Filter this material down to the lines that contain the string "using", and return those lines.

Exercise data.

......

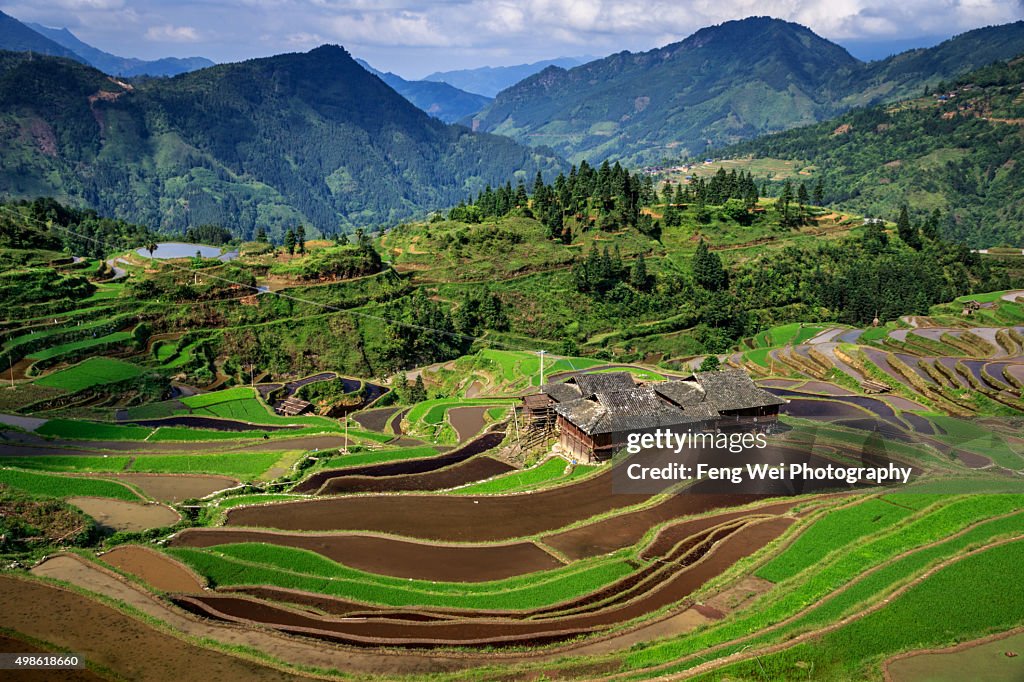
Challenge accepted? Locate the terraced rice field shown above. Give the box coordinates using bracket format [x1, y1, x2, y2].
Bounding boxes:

......

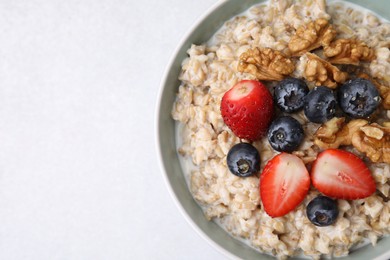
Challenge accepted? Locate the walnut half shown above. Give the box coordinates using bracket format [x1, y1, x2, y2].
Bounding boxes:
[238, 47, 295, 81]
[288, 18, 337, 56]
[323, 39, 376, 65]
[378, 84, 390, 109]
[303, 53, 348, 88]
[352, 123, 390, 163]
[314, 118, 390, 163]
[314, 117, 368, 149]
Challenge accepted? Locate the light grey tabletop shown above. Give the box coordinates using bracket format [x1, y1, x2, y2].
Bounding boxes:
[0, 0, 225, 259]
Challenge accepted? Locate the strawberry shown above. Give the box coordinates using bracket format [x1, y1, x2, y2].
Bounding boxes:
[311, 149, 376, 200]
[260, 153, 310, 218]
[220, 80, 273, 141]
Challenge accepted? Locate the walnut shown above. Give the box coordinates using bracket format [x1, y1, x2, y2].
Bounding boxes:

......

Answer.
Challenge accepted? Locate the terraced rice field shown above. Give the box coordinates using bracket format [x1, y1, x2, y2].
Challenge accepted? Locate the walnut half shown above. Give the box coordinates using bracket format [x1, y1, x2, y2].
Challenge accepted? Locate the light grey tabletop shown above. Give the box coordinates using bracket format [x1, y1, x2, y2].
Challenge accepted? Locate the strawberry shown above. Give the box coordinates using bracket format [x1, y1, x2, y2].
Challenge accepted? Locate the walnut shown above. Give the box coordinates using bracket format [x1, y1, x2, y2].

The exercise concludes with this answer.